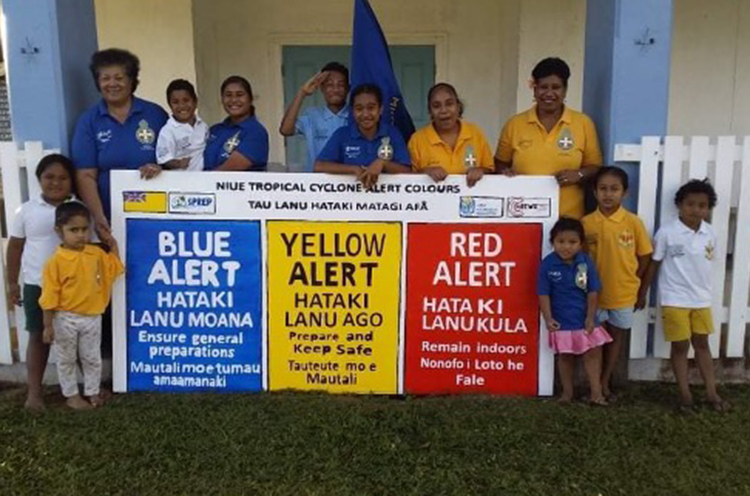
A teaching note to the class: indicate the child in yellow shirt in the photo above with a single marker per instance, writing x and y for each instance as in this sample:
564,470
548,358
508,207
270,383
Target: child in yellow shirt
620,246
76,286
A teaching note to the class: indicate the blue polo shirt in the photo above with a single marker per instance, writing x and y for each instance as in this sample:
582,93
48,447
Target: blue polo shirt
317,124
348,146
249,138
101,142
567,285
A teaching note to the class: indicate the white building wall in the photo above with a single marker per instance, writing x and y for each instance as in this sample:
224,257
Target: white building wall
159,32
709,92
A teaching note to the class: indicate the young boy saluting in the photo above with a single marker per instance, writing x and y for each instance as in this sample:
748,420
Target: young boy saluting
317,124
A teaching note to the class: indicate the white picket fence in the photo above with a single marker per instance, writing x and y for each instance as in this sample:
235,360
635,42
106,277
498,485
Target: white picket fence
19,184
663,166
727,164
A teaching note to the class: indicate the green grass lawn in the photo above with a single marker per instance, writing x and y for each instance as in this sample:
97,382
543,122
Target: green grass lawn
323,444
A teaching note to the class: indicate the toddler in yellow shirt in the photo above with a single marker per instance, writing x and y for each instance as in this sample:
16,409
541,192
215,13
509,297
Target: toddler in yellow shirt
76,286
620,246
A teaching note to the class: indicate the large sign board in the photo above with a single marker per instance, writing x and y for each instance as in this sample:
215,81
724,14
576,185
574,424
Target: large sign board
263,281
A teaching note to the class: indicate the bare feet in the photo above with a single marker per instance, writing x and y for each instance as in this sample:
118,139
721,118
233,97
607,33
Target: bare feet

PROBLEM REQUIREMENTS
In the records above, which lines hold the string "feet"? Copy each one.

RESULT
A teaching note to the class: indicate the bare feet in the photo above with a single marker per instance, writing x and y for each instance as in this sample:
Target: bare feet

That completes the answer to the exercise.